_Extrait retenu_:
━━━━━━━━

Interview de Laurent Pasquier, cofondateur de C'est-qui-le-patron?!?
L’objectif de C’est qui le Patron ?! est de rémunérer décemment les producteurs alimentaires. Les consommateurs élaborent parallèlement le cahier des charges des produits d’où découle le prix de vente. Entretien avec Laurent Pasquier, créateur de MesGouts.fr et co-fondateur de C’est qui le patron ?!
Quelles transformations nous poussent à changer notre façon de produire et de consommer ?
Nous préparons une planète inhospitalière en détruisant l’équilibre créé depuis des millions d’années. La Terre se reconstituera et d’autres animaux y vivront, mais nous détruisons celle où l’on souhaite que nos enfants soient heureux. Je me sens la responsabilité d’être plus précautionneux dans l’utilisation des ressources pour offrir aux êtres à venir une planète vivable. Nos enfants à nous vivent dans un cocon, mais si le reste de la planète meure cela ne marche pas.
Et C’est qui le patron ?! s’inscrit dans cette vision ?

━━━━━━━━

[Données source]
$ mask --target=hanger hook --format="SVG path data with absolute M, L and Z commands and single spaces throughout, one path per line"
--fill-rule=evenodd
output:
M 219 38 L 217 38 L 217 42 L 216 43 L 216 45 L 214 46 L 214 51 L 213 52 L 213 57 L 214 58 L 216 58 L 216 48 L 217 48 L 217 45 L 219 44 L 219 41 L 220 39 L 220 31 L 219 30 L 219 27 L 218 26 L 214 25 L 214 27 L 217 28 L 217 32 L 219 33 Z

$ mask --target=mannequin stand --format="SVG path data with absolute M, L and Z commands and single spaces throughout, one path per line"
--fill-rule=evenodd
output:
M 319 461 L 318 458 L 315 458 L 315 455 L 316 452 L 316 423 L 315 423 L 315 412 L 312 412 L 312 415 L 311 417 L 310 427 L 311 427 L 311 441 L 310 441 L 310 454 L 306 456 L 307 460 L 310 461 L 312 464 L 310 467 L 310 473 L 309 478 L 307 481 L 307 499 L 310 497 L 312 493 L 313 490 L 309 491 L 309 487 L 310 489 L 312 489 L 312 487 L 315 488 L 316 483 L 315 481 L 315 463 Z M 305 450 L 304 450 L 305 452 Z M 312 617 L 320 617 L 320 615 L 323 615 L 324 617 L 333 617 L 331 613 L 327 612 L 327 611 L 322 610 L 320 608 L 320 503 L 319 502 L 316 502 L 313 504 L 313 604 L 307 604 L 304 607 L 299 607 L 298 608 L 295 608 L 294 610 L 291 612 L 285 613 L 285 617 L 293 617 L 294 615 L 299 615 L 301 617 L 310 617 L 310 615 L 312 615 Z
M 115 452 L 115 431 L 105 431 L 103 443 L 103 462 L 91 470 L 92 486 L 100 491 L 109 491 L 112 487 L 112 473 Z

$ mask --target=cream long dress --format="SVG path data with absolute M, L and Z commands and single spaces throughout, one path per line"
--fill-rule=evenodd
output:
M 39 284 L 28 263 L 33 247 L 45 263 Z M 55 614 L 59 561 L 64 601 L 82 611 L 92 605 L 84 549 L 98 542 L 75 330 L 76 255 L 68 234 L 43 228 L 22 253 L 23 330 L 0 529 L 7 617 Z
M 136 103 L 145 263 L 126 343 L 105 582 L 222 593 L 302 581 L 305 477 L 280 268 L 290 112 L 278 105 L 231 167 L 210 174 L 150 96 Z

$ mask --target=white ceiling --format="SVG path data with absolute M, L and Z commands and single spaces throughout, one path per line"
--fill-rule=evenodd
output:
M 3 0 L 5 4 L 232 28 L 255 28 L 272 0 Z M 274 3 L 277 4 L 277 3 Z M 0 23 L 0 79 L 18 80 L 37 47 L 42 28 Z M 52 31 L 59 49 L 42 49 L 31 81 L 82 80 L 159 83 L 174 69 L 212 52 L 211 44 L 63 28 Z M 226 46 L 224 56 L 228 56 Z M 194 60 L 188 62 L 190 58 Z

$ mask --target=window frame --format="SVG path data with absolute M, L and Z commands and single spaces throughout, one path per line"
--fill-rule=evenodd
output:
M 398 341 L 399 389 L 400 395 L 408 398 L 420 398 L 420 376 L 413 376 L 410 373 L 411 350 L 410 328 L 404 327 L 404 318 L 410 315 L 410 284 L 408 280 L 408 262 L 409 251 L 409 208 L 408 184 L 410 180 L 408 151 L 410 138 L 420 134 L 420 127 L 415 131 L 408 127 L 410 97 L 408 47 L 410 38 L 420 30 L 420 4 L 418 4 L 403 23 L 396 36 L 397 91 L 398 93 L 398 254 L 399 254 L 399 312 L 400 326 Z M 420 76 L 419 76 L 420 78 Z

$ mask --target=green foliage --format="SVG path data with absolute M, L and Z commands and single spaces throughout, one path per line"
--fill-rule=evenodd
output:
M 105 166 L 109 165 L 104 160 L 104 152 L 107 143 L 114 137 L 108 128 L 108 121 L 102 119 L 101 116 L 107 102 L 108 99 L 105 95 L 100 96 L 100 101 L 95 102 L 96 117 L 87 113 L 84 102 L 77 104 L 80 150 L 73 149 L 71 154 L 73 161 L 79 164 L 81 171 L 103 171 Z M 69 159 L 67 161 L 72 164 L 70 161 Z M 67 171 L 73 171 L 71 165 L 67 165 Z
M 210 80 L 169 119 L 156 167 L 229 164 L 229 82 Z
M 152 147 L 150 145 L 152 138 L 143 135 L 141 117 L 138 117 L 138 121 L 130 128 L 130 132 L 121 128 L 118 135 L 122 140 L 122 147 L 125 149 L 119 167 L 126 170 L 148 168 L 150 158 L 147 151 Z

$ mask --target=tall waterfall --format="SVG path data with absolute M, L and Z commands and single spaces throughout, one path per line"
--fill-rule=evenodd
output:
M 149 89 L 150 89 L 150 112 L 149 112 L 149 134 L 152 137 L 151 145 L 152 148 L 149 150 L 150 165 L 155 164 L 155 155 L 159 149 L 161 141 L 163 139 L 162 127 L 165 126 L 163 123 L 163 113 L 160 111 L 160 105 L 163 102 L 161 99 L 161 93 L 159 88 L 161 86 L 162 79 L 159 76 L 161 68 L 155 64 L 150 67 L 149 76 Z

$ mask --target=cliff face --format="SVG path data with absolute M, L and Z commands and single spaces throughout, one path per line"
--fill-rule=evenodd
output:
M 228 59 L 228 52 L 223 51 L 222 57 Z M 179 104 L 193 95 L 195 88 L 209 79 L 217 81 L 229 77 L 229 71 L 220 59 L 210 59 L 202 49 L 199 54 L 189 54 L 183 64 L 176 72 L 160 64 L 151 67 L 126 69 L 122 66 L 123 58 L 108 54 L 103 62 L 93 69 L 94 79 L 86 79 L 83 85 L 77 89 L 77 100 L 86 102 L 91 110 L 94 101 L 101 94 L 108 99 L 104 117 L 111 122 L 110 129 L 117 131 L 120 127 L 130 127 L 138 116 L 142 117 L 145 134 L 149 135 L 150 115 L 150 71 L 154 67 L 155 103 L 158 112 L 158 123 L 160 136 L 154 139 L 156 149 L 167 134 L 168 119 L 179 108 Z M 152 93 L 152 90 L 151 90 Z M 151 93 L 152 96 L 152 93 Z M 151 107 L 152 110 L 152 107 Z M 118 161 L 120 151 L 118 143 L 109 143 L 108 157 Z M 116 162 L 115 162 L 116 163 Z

━━━━━━━━

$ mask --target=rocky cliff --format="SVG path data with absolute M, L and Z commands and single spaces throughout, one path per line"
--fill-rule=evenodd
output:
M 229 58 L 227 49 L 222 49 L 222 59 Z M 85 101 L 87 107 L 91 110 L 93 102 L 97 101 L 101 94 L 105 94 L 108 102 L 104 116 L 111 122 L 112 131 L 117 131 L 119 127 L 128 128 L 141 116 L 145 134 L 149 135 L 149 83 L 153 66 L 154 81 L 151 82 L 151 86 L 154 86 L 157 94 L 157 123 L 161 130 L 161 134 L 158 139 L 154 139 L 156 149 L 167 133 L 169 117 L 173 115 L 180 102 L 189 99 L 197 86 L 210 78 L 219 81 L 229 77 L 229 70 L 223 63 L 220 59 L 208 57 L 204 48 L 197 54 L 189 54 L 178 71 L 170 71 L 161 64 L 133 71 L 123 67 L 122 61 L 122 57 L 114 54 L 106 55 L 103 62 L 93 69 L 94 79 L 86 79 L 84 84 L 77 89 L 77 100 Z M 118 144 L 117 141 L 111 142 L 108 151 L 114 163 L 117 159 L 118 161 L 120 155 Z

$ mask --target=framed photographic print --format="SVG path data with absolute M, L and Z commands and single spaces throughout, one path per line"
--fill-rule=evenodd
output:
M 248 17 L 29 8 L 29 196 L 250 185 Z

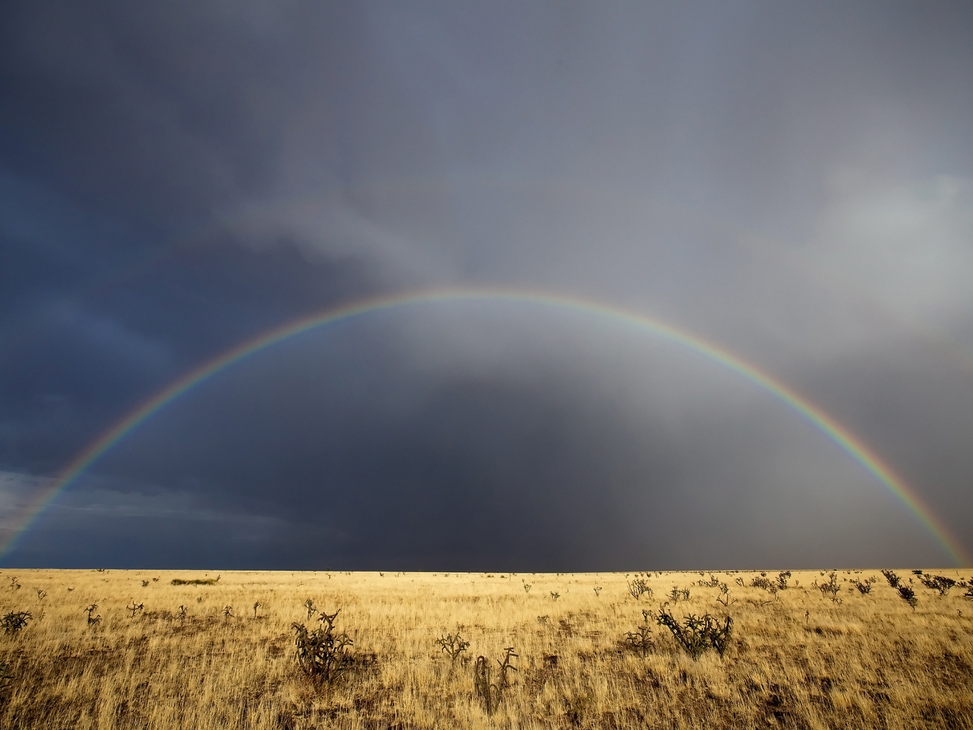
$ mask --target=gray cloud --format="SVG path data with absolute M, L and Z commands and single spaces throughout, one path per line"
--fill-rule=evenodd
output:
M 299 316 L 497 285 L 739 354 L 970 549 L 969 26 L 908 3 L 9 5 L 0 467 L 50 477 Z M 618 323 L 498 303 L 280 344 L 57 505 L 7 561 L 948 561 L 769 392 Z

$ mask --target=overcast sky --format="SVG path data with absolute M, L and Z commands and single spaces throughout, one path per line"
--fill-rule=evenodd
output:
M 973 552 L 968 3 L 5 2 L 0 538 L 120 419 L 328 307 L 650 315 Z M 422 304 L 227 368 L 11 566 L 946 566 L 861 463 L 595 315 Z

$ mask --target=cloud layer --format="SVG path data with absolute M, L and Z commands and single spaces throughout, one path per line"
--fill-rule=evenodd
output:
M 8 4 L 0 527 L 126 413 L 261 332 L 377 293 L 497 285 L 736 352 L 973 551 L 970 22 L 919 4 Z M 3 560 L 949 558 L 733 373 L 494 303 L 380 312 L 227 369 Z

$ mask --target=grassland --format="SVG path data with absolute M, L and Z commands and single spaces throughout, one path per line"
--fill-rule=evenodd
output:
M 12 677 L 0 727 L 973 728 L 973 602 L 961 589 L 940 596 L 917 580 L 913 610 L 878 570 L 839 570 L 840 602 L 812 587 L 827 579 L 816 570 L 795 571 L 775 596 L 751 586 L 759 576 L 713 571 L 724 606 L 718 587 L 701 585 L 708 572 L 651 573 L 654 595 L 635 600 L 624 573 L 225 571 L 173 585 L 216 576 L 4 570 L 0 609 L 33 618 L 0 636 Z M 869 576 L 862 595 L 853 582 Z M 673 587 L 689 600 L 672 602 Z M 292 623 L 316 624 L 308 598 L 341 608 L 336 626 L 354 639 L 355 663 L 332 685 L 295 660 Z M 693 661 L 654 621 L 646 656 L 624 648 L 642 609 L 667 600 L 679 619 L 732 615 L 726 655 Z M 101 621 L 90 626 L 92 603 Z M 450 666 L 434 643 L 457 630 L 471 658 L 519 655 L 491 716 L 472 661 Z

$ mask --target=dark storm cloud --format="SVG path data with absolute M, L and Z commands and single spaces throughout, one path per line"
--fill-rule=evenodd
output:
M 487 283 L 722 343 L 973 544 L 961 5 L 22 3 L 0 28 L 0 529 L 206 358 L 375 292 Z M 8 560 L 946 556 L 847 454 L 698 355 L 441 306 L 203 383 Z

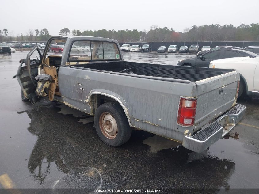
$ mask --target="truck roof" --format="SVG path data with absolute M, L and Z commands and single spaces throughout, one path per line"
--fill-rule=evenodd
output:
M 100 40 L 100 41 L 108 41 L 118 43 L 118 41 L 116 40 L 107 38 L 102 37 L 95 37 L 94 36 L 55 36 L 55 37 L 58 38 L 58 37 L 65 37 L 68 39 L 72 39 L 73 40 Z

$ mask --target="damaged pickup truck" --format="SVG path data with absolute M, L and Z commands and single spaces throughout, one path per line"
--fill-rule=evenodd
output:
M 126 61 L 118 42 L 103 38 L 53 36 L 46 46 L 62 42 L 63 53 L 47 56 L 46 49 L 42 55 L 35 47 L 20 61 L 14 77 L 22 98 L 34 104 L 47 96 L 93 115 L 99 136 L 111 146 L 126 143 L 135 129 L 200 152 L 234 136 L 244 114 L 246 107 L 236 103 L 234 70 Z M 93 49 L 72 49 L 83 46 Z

━━━━━━━━

_Énoncé 1_:
Réécrivez l'entretien de « L’objectif de C’est » à « ne marche pas. » en remplaçant « producteurs » par « agriculteurs ».
_Énoncé 2_:
Recopiez à l'identique les lignes du listing, de la ligne contenant « mask --target=mannequin stand » jusqu'à celle contenant « M 115 452 L », ces deux lignes comprises.

_Résultat final 1_:
L’objectif de C’est qui le Patron ?! est de rémunérer décemment les agriculteurs alimentaires. Les consommateurs élaborent parallèlement le cahier des charges des produits d’où découle le prix de vente. Entretien avec Laurent Pasquier, créateur de MesGouts.fr et co-fondateur de C’est qui le patron ?!
Quelles transformations nous poussent à changer notre façon de produire et de consommer ?
Nous préparons une planète inhospitalière en détruisant l’équilibre créé depuis des millions d’années. La Terre se reconstituera et d’autres animaux y vivront, mais nous détruisons celle où l’on souhaite que nos enfants soient heureux. Je me sens la responsabilité d’être plus précautionneux dans l’utilisation des ressources pour offrir aux êtres à venir une planète vivable. Nos enfants à nous vivent dans un cocon, mais si le reste de la planète meure cela ne marche pas.

_Résultat final 2_:
$ mask --target=mannequin stand --format="SVG path data with absolute M, L and Z commands and single spaces throughout, one path per line"
--fill-rule=evenodd
output:
M 319 461 L 318 458 L 315 458 L 315 455 L 316 452 L 316 423 L 315 423 L 315 412 L 312 412 L 312 415 L 311 417 L 310 427 L 311 427 L 311 441 L 310 441 L 310 454 L 306 456 L 307 460 L 310 461 L 312 464 L 310 467 L 310 473 L 309 478 L 307 481 L 307 499 L 310 497 L 312 493 L 313 490 L 309 491 L 309 487 L 310 489 L 312 489 L 312 487 L 315 488 L 316 483 L 315 481 L 315 463 Z M 305 450 L 304 450 L 305 452 Z M 312 617 L 320 617 L 320 615 L 323 615 L 324 617 L 333 617 L 331 613 L 327 612 L 327 611 L 322 610 L 320 608 L 320 503 L 319 502 L 316 502 L 313 504 L 313 604 L 307 604 L 304 607 L 299 607 L 298 608 L 295 608 L 294 610 L 291 612 L 285 613 L 285 617 L 293 617 L 294 615 L 299 615 L 301 617 L 310 617 L 310 615 L 312 615 Z
M 115 452 L 115 431 L 105 431 L 103 443 L 103 462 L 91 470 L 92 486 L 100 491 L 109 491 L 112 487 L 112 473 Z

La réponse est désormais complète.